== Excerpted passage ==

Friday, November 18, 2005

yes, foiled

Curses! As I feared, a dearth of lifeguards puts the school pool out of reach for the break. But as Chase so kindly points out, the Y only charges $5 a pop; not bad for a fill-in-the-gaps scene.

note to self: if ever I am swimming in cash, I will endow a lifeguardianship at the pool so there is 24-7-365 coverage. that pays well. :)

foiled?

rats, pool appears to be shut for thanksgiving break, but maybe not. mostly, pool hours appear to be a secret. annoying.
I guess this means lots of swimming in the river. Fantastic!

Thursday, November 17, 2005

thanksgiving dinner for one, Tunisian style

How about this for a good-size sandwich. And I do mean good size, maybe pig-out size.

Roast a Cornish game hen. (About.com sez "roast the hens at 375 degrees F. for about 1 hour, or until the juices run clear when a thigh is pierced with a knife and a meat thermometer registers 170 degrees F.") Strip off meat.
Halve and boil a medium potato. (uh, duh. Just until tender. Then mash with 1 T butter and 2 T cream)

===
== Dataset rows ==

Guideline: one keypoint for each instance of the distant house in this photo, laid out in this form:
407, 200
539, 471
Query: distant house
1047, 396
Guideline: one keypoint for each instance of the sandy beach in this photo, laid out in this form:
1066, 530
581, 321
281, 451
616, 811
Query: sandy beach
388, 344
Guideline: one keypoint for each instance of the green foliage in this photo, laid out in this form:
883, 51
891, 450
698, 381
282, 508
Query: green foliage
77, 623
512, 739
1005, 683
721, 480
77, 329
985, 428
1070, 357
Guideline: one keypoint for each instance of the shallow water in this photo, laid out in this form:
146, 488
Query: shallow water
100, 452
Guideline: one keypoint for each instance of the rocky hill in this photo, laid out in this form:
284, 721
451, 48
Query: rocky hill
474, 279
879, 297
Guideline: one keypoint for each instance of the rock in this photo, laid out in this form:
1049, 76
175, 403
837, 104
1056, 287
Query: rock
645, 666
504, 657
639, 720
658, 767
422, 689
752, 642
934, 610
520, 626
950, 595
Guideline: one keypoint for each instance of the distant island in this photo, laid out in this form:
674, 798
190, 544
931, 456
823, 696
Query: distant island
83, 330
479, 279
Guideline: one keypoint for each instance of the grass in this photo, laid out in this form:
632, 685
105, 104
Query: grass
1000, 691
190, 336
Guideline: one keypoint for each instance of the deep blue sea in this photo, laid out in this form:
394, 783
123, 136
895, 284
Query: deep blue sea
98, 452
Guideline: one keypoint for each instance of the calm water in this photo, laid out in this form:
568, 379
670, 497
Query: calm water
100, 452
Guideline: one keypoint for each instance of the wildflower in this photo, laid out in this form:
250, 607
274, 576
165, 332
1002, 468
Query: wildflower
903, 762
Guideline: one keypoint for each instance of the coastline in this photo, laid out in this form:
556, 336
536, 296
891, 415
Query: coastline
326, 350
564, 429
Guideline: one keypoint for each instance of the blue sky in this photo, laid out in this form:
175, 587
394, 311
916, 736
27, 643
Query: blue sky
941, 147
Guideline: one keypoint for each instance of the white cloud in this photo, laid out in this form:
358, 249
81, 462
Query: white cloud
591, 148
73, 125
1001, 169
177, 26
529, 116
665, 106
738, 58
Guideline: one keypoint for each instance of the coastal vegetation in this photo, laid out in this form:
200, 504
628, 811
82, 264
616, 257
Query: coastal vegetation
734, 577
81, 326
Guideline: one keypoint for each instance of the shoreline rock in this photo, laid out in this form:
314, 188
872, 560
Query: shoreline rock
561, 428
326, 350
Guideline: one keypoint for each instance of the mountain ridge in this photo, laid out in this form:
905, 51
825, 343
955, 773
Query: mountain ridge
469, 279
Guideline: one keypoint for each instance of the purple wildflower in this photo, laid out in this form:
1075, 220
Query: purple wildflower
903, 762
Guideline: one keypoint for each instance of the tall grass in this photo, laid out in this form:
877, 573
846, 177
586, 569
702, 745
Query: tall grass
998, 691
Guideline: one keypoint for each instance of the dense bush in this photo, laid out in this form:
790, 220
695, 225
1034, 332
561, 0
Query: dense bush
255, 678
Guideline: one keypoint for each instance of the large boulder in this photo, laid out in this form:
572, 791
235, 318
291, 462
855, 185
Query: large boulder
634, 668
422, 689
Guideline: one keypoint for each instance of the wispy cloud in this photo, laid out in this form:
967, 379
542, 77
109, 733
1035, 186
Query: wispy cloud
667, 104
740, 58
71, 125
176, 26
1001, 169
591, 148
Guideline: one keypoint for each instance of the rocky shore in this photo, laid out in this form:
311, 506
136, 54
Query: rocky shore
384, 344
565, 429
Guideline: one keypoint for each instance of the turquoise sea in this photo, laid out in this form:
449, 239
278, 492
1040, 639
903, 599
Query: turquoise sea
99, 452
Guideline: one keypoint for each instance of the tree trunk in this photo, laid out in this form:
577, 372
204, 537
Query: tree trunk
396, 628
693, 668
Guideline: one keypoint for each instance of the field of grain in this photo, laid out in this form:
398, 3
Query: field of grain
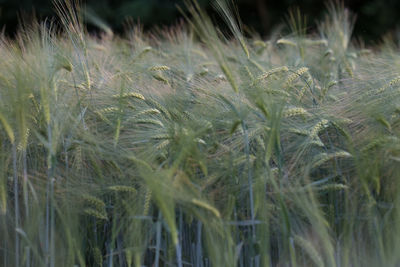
191, 146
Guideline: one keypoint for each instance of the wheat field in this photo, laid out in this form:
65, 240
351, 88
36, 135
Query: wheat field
191, 146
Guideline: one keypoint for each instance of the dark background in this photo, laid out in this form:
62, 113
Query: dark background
375, 18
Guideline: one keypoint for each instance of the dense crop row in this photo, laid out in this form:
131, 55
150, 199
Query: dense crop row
187, 149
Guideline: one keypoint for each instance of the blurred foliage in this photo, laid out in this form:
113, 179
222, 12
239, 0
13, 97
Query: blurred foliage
374, 17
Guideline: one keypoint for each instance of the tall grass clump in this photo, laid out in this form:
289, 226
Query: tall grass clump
191, 146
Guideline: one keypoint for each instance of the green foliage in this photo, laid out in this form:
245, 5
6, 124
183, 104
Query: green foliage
190, 149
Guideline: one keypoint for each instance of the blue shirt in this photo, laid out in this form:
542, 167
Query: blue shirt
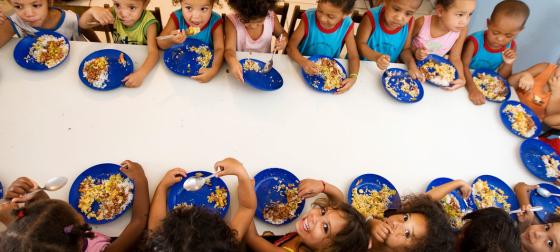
383, 40
320, 41
485, 57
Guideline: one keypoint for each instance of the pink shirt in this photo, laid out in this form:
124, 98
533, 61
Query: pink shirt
245, 43
440, 45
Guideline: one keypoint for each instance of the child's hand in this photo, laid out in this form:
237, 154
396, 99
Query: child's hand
172, 177
310, 187
383, 62
509, 56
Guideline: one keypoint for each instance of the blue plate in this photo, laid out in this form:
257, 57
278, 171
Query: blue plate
25, 60
97, 172
266, 184
117, 71
182, 61
438, 60
494, 74
264, 81
177, 194
508, 124
369, 182
316, 81
391, 81
549, 204
496, 183
531, 151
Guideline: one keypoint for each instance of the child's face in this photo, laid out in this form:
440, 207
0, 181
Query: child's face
457, 16
406, 230
129, 11
197, 12
328, 14
32, 12
318, 226
502, 30
399, 12
539, 238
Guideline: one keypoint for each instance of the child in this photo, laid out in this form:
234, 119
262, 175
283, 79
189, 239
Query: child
494, 48
196, 229
330, 225
443, 33
384, 34
539, 88
250, 28
132, 24
324, 31
54, 225
35, 15
206, 26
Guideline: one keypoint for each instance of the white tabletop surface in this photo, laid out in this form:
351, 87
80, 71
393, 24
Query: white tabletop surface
51, 124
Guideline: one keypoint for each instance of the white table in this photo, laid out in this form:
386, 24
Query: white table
51, 124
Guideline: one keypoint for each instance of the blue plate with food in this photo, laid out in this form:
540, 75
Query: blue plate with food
214, 195
520, 119
253, 75
105, 69
551, 205
188, 58
364, 191
102, 193
438, 70
399, 85
330, 77
540, 159
45, 51
277, 196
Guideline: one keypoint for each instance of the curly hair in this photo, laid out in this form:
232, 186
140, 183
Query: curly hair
440, 235
251, 10
489, 229
45, 225
192, 229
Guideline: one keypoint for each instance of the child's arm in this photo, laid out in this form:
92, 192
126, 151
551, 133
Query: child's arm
135, 79
439, 192
206, 74
353, 62
158, 208
245, 194
294, 53
171, 28
130, 236
475, 95
310, 188
235, 67
362, 36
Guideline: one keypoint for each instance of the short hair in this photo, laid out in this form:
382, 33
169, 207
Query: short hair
512, 8
490, 229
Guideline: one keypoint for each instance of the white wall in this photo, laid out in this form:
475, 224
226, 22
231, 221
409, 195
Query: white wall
540, 41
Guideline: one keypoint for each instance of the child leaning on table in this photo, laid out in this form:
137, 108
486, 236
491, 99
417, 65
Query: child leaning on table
198, 229
494, 49
249, 28
196, 20
324, 31
132, 24
38, 15
53, 225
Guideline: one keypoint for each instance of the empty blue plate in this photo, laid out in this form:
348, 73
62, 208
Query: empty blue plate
263, 81
177, 194
116, 71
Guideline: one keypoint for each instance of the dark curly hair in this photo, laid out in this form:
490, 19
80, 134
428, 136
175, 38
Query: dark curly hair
251, 10
45, 225
192, 229
490, 229
440, 235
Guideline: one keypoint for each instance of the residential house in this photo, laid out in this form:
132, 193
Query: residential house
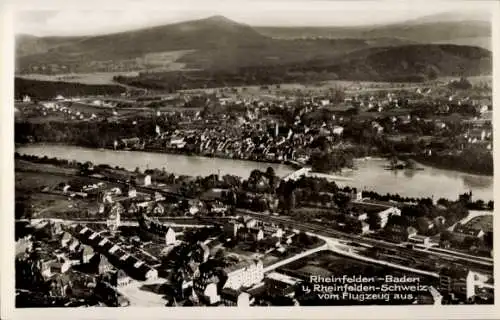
256, 234
424, 224
234, 298
458, 283
143, 180
119, 278
114, 215
210, 294
74, 245
158, 209
338, 130
87, 253
131, 192
60, 267
231, 229
419, 239
170, 237
460, 232
65, 239
244, 274
281, 285
60, 286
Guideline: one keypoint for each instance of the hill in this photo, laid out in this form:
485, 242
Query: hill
424, 30
410, 63
42, 90
84, 53
217, 44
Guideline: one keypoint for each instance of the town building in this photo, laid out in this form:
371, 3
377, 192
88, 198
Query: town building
279, 284
170, 237
234, 298
419, 239
143, 180
457, 283
244, 274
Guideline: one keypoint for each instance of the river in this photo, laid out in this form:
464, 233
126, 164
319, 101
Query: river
369, 175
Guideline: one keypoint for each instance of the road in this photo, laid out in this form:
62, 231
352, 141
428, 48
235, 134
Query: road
122, 223
471, 262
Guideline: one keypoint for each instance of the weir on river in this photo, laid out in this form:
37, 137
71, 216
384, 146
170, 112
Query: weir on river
369, 175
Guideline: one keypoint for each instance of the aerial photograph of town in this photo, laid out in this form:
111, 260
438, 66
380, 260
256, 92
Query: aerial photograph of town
336, 156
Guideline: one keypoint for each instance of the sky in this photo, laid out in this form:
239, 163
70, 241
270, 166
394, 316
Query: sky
107, 16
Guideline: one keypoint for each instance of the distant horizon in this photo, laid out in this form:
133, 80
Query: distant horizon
317, 14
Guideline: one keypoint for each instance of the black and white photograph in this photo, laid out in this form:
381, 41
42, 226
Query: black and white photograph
253, 154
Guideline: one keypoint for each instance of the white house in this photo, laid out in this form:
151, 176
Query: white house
143, 180
170, 237
244, 275
338, 130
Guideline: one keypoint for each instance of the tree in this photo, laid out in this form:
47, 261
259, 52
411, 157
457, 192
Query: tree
374, 221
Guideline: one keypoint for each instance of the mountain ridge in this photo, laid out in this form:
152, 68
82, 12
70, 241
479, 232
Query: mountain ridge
217, 42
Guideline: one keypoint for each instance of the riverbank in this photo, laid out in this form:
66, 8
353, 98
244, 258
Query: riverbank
369, 175
437, 162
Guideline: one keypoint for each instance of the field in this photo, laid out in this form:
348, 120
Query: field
84, 78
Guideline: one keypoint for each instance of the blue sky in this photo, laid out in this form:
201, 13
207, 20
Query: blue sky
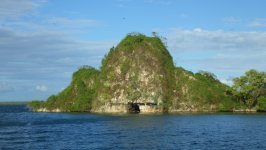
42, 42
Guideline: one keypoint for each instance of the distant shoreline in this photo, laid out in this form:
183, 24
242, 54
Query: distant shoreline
14, 103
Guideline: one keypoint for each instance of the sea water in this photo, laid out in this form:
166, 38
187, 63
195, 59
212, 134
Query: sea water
23, 129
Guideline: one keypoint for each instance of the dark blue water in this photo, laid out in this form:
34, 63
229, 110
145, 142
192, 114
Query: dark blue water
22, 129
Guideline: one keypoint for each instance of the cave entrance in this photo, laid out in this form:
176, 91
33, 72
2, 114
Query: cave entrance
133, 107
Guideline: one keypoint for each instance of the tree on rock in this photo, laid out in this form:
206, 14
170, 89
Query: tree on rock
250, 87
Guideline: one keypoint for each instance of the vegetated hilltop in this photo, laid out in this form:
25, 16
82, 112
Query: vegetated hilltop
138, 75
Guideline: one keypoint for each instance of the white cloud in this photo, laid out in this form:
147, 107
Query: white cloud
220, 52
258, 23
12, 9
5, 87
231, 20
227, 81
41, 88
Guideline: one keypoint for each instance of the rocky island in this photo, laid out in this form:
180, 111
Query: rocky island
138, 75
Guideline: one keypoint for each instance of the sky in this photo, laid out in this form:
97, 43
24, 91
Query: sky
42, 42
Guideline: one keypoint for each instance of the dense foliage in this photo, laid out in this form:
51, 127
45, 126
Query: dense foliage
123, 67
250, 89
141, 67
202, 91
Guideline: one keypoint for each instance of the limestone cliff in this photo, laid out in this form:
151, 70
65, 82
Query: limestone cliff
139, 70
138, 75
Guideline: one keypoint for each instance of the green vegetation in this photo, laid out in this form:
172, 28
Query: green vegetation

===

Problems and tasks:
[a] Using the blog excerpt, state whether each statement agrees with it, answering yes or no and quoting the deciding words: (i) The school pool is unavailable for the break because there are not enough lifeguards. (ii) The Y charges $5 per visit. (iii) The hens should be roasted at 350 degrees F.
[b] According to the blog excerpt, what temperature should a meat thermometer register when the hens are done?
[c] Rewrite the paragraph of the blog excerpt beginning "Roast a Cornish game hen." as a short list of steps, keeping its main facts.
This material is drawn from a source separate from the blog excerpt.

Replies:
[a]
(i) Yes: "a dearth of lifeguards puts the school pool out of reach for the break"
(ii) Yes: "the Y only charges $5 a pop"
(iii) No: "roast the hens at 375 degrees F. for about 1 hour"

[b] 170 degrees F.

[c]
- Roast a Cornish game hen at 375 degrees F. for about 1 hour.
- It is done when the juices run clear when a thigh is pierced with a knife and a meat thermometer registers 170 degrees F.
- Strip off the meat.